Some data
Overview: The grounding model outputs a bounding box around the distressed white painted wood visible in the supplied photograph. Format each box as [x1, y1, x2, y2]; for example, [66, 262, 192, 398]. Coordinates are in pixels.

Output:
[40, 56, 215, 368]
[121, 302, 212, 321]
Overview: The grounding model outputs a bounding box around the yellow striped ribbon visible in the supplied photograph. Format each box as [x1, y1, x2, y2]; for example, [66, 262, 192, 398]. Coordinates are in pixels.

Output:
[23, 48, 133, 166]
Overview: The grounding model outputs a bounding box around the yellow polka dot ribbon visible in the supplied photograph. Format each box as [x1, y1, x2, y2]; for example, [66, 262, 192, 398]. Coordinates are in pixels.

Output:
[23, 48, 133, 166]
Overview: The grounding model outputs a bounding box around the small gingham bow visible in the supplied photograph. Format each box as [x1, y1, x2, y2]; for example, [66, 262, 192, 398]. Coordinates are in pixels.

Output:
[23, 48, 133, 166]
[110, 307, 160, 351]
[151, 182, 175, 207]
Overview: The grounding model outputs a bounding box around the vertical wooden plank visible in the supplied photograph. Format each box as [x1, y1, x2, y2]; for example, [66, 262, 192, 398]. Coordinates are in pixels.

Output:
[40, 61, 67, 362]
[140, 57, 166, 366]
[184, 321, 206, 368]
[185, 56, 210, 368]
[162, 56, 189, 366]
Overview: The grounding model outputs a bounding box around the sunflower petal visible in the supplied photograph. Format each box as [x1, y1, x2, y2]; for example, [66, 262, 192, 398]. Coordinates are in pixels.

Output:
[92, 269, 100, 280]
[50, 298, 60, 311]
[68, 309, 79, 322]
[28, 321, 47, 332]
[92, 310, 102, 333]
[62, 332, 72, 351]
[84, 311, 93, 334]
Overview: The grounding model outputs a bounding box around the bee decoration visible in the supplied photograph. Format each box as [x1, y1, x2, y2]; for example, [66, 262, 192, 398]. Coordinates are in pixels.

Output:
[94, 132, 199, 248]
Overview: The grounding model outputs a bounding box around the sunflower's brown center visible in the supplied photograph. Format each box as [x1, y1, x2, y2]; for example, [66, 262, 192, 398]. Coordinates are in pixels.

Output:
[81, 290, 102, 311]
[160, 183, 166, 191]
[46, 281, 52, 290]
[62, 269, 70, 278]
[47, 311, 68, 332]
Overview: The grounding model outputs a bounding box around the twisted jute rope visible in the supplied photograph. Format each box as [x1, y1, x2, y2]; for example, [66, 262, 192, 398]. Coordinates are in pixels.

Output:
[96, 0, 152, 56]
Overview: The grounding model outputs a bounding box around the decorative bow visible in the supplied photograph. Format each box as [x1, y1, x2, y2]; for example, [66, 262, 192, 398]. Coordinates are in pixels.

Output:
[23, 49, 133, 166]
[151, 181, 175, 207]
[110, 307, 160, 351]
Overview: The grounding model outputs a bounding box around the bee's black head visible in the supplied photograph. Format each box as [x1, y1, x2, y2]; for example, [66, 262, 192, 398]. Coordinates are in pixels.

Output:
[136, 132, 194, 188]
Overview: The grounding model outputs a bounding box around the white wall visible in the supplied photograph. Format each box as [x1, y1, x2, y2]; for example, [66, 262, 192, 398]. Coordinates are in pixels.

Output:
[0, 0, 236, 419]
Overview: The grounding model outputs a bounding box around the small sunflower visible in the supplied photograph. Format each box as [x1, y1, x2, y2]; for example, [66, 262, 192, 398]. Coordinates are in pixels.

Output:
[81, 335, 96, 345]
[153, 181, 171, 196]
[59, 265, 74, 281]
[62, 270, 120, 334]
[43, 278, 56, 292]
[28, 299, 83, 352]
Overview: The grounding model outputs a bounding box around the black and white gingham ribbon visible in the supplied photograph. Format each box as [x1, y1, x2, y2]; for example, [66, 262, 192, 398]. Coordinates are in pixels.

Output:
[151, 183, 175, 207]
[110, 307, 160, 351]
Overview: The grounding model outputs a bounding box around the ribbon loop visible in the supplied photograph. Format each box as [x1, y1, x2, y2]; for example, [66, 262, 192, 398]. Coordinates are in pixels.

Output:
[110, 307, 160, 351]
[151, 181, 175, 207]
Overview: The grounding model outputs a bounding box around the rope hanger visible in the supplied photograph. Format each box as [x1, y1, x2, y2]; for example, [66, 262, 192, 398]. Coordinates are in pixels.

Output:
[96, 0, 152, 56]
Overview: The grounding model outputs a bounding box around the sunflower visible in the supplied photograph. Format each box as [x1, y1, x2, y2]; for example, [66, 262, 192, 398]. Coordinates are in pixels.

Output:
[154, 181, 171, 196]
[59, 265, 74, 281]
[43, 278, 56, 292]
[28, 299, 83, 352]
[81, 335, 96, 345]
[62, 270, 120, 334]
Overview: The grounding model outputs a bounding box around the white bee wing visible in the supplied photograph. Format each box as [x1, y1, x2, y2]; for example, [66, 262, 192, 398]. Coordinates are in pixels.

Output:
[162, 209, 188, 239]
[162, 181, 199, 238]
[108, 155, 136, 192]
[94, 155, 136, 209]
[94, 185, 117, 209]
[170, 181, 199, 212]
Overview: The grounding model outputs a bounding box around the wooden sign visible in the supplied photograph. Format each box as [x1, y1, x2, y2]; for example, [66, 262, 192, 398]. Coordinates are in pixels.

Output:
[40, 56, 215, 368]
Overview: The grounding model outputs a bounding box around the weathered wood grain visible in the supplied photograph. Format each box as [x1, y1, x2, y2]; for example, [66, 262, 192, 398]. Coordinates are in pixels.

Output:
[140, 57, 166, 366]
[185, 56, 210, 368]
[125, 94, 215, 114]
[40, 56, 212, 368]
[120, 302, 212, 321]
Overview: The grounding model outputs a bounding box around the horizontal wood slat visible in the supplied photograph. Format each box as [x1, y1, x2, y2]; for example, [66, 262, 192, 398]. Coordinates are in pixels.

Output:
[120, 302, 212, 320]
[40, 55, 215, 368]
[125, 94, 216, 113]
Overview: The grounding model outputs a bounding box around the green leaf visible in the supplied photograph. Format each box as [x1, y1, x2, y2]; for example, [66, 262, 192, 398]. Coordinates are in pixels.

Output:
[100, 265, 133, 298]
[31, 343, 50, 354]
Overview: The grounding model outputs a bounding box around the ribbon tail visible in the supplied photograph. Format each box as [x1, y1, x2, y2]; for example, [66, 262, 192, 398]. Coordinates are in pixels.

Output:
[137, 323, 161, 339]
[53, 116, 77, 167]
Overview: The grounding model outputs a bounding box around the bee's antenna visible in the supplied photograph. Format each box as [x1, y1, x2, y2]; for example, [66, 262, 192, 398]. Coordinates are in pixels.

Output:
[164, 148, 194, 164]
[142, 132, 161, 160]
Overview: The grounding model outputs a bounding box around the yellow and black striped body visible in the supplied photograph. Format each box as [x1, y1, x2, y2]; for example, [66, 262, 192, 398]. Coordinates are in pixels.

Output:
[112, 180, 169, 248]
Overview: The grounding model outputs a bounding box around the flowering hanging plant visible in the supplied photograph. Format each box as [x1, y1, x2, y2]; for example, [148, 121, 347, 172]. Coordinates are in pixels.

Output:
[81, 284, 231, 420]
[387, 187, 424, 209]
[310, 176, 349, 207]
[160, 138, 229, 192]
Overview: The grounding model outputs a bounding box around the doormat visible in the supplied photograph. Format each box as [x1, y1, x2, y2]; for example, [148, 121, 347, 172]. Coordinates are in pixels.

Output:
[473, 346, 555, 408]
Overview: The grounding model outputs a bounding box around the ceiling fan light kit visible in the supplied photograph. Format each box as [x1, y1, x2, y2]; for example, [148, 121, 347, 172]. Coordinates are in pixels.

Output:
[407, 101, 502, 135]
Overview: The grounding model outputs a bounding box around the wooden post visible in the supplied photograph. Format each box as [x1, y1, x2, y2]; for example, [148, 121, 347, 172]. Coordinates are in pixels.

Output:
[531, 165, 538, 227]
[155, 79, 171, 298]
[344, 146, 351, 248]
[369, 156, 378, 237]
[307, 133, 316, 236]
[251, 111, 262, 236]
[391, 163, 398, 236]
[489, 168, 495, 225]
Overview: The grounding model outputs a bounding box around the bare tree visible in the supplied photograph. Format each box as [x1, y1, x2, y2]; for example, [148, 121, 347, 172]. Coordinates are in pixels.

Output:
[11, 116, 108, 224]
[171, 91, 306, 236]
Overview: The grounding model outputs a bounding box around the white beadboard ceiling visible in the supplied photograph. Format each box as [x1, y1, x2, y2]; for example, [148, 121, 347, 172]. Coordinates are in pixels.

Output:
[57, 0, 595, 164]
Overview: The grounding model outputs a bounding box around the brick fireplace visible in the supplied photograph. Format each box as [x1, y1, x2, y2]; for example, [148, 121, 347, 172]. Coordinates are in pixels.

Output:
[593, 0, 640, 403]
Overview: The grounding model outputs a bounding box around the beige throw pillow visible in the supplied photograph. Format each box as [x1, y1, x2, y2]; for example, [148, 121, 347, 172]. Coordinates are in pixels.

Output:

- Set exercise: Format everything from the line containing "the white beadboard" down to the end of the data above as a numbered list, leaving out blank lines.

- In response:
1. Overview: The grounding model outputs a bounding box around the white beadboard ceiling visible in the supplied photograph. Format each box as [x1, y1, x2, y2]; for example, [148, 121, 347, 172]. Coordinates are in pixels.
2. Output:
3. [57, 0, 595, 164]
4. Overview: The grounding model outputs a bounding box around the brick fireplace visible in the supplied photograph. Format each box as [x1, y1, x2, y2]; for example, [148, 121, 347, 172]. Coordinates are in pixels.
5. Output:
6. [593, 0, 640, 403]
7. Overview: The grounding model outputs a bounding box around the beige throw pillow visible in the supplied photograph. Format each box as [x1, y1, x2, y2]; for example, [148, 121, 347, 172]. Coordinates are in pixels.
8. Output:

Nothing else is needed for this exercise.